EXCERPTED TEXT:

______________________________

Later, after leaving my suitcases at the rest-house, I go out for my
first visit to San'a. The rest-house is at the end of one of those immense
irregular dusty spaces which are the plazas of Arab cities; spaces
imitated by the desert that surrounds the city and made purposely for
the slow erratic advance of the camels, for the uneven trot of the
donkeys and for the tumultuous migrations of the sheep. At the end
of the plaza, like an ancient altar-piece representing Jerusalem or
Byzantium, rise the walls of San'a with the round towers and the
gateway and beyond the walls, the famous palaces. I say "famous"
because San'a, until yesterday forbidden to foreigners, is one of the
architectural myths of the Orient ; as far as I know, it is impossible to
see buildings such as these in any other country of Arabia.
Well, there they are: the famous legendary palaces. They are very
tall, five or six floors, square, massive, thick, almost towers or fortresses;
constructed of bricks of dry mud, they have a uniformly brown color
against which white decorations made with lime and stucco stand out.

______________________________

DATA ENTRIES:
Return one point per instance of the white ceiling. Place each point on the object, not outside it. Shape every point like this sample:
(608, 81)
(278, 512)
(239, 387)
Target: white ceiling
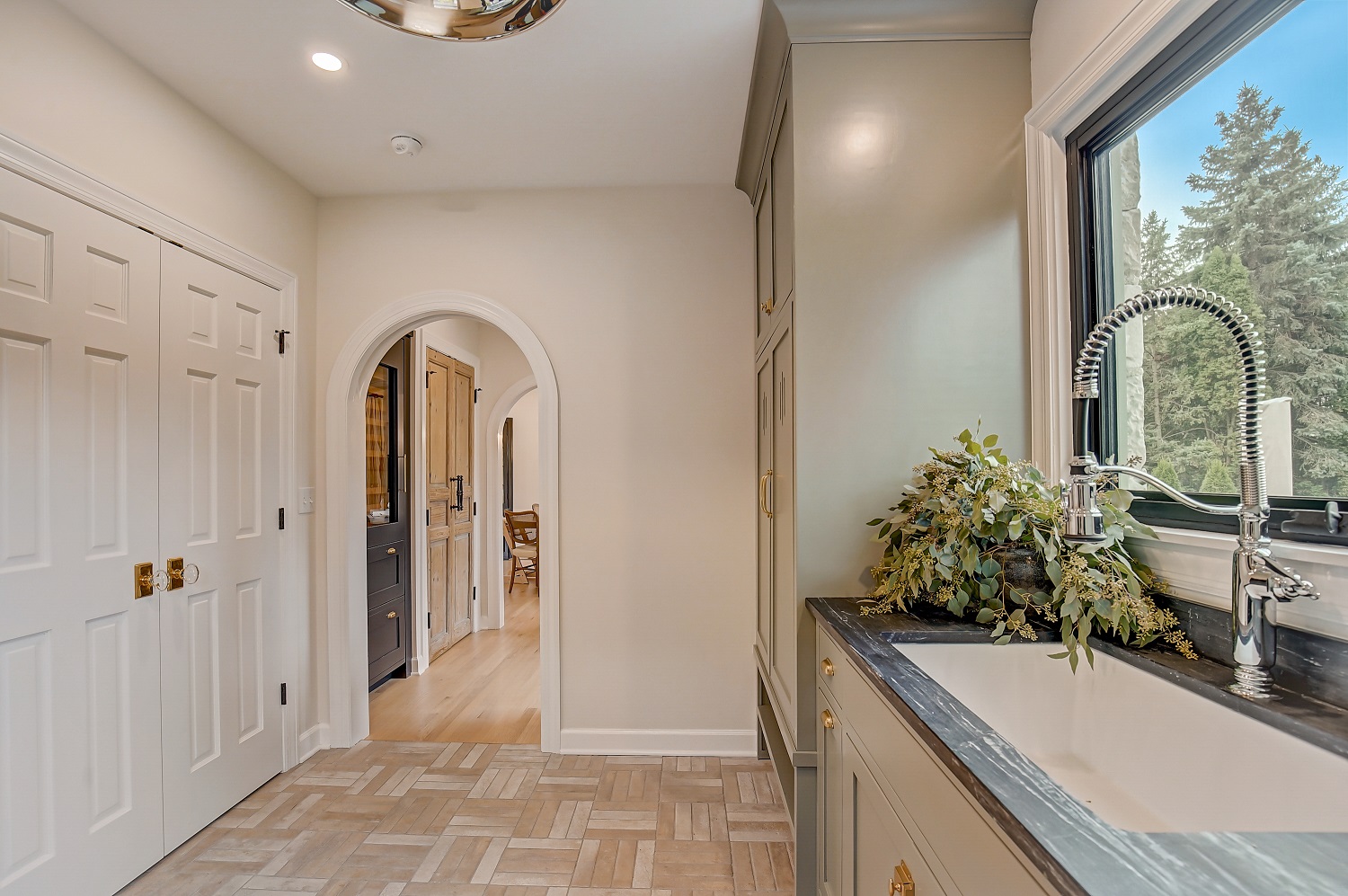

______________________________

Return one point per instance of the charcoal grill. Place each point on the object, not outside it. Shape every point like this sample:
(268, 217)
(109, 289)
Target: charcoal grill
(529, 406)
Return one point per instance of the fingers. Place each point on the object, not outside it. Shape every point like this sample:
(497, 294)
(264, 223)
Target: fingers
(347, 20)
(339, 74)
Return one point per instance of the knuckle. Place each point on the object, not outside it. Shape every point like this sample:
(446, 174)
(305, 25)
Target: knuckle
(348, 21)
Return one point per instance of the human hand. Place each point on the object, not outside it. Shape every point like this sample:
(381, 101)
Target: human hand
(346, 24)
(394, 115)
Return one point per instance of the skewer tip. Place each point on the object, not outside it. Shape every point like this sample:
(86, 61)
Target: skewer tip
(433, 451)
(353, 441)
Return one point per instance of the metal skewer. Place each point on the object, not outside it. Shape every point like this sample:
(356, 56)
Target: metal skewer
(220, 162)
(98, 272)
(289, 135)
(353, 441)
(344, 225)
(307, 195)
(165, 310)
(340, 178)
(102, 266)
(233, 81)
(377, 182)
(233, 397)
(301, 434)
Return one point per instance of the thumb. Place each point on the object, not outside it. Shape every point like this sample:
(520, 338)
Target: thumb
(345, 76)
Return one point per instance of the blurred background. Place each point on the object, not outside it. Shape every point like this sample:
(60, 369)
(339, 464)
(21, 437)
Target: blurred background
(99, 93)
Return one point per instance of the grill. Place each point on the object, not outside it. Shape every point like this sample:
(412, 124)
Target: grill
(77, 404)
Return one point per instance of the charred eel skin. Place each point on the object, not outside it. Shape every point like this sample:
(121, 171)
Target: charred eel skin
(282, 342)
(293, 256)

______________________________

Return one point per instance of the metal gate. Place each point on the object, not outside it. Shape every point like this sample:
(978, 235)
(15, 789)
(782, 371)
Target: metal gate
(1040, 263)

______________________________

TASK REQUIREMENTS: Could you return, word for word, the stretch of the San'a passage from "because San'a, until" through "country of Arabia."?

EXERCISE SOLUTION:
because San'a, until yesterday forbidden to foreigners, is one of the
architectural myths of the Orient ; as far as I know, it is impossible to
see buildings such as these in any other country of Arabia.